> _DOCUMENT SECTION_:
Saturday, September 8, 2012

A Sermon for Pentecost 15

Pentecost 15, preached September 9/12
The story Mark tells in this morning’s gospel reading is one of those puzzling, difficult texts sometimes listed under “Things We Wish Jesus Hadn’t Said”//quote//.
This brief statement, true enough on the face of it, causes great controversy among Scripture scholars and teachers.  “Jesus sounds mean,” they complain.  “Jesus seems to say NO to someone who asks him for help~Jesus called a woman A DOG (a lady dog, yet?)~but then he seemed to change his mind, to reverse himself.  What’s going on.  Does Jesus change? Did Jesus MAKE A MISTAKE?”
What we need, I think, when we come to a text like this, is a premise, a first principle to start from.  I take mine from St. John Chrysostom (who after all – if nothing else – was 1600 years closer to what happened than we are).  Chrysostom says we may take it, confidently, that Jesus always knows what he is doing, always knows what he is saying, and why; he always has an agenda, an aim in view, there is a point and a purpose, a teaching and transforming purpose in everything he says and does.
What if that is true?  In this story we have three “characters” – two individuals, Jesus and the Syro-Phoenician woman – and one group character, the posse of disciples standing on the fringe of what is going on.  WE may forget the disciples, because they don’t say anything much out loud – but we mustn’t imagine that Jesus forgets them, not for a moment.  Jesus is always aware of ALL his listeners, their agendas, hopes, assumptions.  And he stick-handles his way through his conversations with that awareness – he teaches with that awareness.
Make no mistake, this is a teacher of teachers—when we imagine God as teacher we usually imagine how we might teach if we were God…a thunderous, uninterrupted monologue, unquestioned, complete the moment it’s uttered, indifferent to hearers/students, who of course bring no more to the situation than a row of buckets under the downspout. 
This is not how Jesus teaches – he is AWARE of what is being heard, what is being CONSTRUED, INFERRED, IMAGINED, DEBATED in his hearers’ minds.  Jesus knows about our resistance (well, I don’t think that’s so), our assumptions (oh he must have meant to say), all the furniture of our minds that IMPEDES our hearing (hearing/obeying).  We’ll hear him just fine until he demands we change our minds.  Then, whoops, no, we have our defences against that.  Jesus doesn’t HAVE to change his mind; WE DO.
This is teaching by THEATRE…what happens out loud is only part of it – the important things are happening in the minds and hearts of the onlookers.
The SP woman is a foreigner, a Gentile – therefore the disciples are hostile, contemptuous – an outsider pushing in  “HER” vs. “US”.  So when Jesus brings “dog talk” into the open,  you can imagine the disciples nodding (serve her right – and the “B” word).  WE are the children, YOU are a dog.

> _ENTRIES SHOWN_:
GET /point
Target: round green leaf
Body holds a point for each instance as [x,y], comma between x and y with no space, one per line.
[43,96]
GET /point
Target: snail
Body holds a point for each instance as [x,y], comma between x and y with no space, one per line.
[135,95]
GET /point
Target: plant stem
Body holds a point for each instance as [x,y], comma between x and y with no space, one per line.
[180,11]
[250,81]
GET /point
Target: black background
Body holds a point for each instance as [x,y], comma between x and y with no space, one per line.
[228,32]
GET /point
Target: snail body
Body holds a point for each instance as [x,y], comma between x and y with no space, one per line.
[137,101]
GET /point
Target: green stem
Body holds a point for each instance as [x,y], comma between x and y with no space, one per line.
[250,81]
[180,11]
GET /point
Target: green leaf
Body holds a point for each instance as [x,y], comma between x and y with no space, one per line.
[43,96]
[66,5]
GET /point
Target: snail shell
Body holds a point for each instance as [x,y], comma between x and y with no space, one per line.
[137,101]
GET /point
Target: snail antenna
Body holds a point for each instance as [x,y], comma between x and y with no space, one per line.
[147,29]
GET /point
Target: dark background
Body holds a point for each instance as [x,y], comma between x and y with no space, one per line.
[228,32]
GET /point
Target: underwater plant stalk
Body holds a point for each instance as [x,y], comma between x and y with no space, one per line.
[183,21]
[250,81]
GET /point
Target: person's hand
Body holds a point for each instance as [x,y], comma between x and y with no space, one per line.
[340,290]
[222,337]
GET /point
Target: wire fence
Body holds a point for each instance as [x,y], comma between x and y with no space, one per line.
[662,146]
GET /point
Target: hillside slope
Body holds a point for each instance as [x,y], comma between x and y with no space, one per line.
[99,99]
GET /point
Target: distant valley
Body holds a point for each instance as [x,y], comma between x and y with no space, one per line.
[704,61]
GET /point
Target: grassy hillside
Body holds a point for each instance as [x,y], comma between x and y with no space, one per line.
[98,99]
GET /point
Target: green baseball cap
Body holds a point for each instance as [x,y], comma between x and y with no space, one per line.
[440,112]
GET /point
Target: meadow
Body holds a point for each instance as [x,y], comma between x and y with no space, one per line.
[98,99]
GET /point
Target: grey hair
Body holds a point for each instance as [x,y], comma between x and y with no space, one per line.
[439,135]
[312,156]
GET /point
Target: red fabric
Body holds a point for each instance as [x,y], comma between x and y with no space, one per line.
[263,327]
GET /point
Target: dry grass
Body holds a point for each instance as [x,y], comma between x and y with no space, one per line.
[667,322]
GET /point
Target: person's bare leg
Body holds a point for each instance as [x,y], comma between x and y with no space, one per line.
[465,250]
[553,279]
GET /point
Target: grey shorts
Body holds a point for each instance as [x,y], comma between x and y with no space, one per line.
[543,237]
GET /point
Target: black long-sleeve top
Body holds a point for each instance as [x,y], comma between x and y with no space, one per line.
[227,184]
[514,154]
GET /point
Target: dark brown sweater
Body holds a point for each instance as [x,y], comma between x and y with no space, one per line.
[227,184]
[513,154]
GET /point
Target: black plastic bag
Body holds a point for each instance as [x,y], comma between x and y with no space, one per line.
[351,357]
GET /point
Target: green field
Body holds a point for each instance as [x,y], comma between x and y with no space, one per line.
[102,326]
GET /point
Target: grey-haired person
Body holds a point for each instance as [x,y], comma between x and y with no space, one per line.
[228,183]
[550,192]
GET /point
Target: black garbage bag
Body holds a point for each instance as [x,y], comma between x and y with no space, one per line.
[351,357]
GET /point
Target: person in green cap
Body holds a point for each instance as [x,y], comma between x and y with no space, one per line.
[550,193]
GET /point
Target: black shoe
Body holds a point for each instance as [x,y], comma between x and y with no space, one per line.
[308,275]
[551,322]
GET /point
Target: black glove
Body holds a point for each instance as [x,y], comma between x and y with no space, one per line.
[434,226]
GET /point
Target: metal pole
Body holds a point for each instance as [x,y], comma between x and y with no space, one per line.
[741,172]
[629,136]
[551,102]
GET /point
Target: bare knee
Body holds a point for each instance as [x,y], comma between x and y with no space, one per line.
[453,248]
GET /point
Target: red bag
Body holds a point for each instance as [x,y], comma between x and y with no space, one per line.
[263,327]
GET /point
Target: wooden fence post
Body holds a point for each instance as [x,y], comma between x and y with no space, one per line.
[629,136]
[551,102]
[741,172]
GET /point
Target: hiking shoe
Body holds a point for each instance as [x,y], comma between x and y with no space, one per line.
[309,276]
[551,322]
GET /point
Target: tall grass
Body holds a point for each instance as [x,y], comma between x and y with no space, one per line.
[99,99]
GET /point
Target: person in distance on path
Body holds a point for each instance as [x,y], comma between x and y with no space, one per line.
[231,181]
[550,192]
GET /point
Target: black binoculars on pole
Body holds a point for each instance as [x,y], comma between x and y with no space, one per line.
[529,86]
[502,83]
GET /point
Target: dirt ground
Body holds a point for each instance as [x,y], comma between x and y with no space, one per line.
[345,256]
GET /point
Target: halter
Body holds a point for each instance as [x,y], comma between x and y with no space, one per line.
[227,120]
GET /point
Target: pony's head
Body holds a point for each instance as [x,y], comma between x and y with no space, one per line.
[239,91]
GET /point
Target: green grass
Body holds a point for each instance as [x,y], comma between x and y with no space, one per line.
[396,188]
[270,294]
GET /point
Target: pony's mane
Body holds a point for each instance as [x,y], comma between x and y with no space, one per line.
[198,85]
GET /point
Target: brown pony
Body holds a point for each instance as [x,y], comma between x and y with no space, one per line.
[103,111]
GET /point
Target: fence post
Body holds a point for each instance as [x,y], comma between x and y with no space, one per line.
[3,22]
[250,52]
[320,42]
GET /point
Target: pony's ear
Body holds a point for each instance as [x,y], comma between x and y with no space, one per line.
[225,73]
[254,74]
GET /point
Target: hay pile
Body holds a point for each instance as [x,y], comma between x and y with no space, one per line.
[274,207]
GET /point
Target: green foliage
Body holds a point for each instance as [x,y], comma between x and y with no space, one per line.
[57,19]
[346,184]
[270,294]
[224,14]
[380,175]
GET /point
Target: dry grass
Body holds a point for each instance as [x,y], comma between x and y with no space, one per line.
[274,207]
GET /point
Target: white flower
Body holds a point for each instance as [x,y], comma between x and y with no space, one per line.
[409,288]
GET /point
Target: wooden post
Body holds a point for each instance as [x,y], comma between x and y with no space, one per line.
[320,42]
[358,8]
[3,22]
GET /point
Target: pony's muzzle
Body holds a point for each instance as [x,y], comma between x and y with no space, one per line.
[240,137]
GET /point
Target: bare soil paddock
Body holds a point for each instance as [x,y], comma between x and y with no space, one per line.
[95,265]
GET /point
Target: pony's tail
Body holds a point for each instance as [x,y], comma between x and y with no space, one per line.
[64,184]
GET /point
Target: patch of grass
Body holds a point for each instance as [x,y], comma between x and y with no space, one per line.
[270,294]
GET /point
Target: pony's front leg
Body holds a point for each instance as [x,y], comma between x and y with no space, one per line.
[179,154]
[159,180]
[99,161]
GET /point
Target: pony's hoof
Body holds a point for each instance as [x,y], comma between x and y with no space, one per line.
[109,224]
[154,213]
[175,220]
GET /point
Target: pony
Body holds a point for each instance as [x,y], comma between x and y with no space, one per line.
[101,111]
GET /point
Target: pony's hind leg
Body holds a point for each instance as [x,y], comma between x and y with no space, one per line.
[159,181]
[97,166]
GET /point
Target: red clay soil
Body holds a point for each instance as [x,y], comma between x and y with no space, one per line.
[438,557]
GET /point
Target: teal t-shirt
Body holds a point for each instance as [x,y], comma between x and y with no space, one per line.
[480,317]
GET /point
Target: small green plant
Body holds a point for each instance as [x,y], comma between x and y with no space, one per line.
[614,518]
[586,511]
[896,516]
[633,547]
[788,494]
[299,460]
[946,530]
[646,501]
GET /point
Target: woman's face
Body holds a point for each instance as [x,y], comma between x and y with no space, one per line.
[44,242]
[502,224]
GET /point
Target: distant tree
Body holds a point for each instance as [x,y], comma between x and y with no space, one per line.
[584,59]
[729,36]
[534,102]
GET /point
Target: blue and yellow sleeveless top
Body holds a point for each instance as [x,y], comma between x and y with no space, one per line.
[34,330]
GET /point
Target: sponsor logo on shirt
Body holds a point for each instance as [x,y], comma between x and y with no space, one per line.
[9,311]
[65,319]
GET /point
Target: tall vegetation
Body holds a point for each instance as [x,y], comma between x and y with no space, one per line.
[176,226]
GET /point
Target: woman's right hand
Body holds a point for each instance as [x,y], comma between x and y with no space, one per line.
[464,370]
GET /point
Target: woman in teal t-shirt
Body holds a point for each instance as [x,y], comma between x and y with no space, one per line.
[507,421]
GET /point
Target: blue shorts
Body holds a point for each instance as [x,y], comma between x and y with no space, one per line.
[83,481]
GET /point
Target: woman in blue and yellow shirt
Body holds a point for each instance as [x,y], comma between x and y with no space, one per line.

> _TASK A_: Print the section of the Pentecost sermon that begins with the words containing "Make no mistake, this" and ends with "mind; WE DO.", copied word for word.
> _TASK B_: Resume the Pentecost sermon after its last sentence and write what comes next.

> _TASK RESULT A_:
Make no mistake, this is a teacher of teachers—when we imagine God as teacher we usually imagine how we might teach if we were God…a thunderous, uninterrupted monologue, unquestioned, complete the moment it’s uttered, indifferent to hearers/students, who of course bring no more to the situation than a row of buckets under the downspout. 
This is not how Jesus teaches – he is AWARE of what is being heard, what is being CONSTRUED, INFERRED, IMAGINED, DEBATED in his hearers’ minds.  Jesus knows about our resistance (well, I don’t think that’s so), our assumptions (oh he must have meant to say), all the furniture of our minds that IMPEDES our hearing (hearing/obeying).  We’ll hear him just fine until he demands we change our minds.  Then, whoops, no, we have our defences against that.  Jesus doesn’t HAVE to change his mind; WE DO.

> _TASK RESULT B_:
Jesus needs them to agree with what they THINK he said, so that he can show them it is not adequate.  Not just that this is a human being like them, a child of God, etc. (what would happen if he said that out loud?  Rebuttal, yes-but…)  He needs them to change their view of the grace of God—she’s asking for the grace of God.  And like all of us, the disciples have a zero-sum view of God’s goodness: there’s only so much of it, and if you get some there is less for me, and there will never be enough for all of us to have all we need.  So don’t waste it on FOREIGNERS.
But the economics of the grace of God is not that grudging calculating conniving economics of our lives, our work, our budgets, our politics.  It isn’t zero-sum.
He talks about bread.  Think back to all that talk in John’s Gospel about the bread of life vs. ordinary bread.  If grace, God’s goodness (and he IS God’s goodness), were like ordinary Wonder Bread, then he would be right.  But he is talking about something different, and he can only get them to see it by a piece of improvisational theatre… he has to take them by surprise, the way good theatre does.
Here is the beauty of it – he calls upon, asks of this foreign woman whom he hardly knows and who hardly knows him – he relies upon her awareness, her wits, her courage to help him in the little play he’s stage-managing.  And she comes through…she tells this little homely truth, everybody who’s ever had a baby and a dog (or a cat) in the same household knows it’s true that when the baby has dinner the dog scores, because it’s a messy, overflowing business – JUST LIKE THE GRACE OF GOD.
The problem, for the one under the table, arises when the children, those who have already been served, those who have been offered the grace of God, refuse it.  And that’s the Pharisees, and the disciples, and, too often, you and me too.  When we truly are open, are receptive to the grace of God, believe me, the crumbs fly, and everybody standing around is fed also.  Name the paradox here.
Not that we should forego it…but that we should take it in and make it into ourselves and become in our turn that nourishing love of God for those standing on the margins.  If they are not fed – it’s because WE have shut our mouths and shaken our heads. 

1 comment:

Jim said...

This was a good, good sermon!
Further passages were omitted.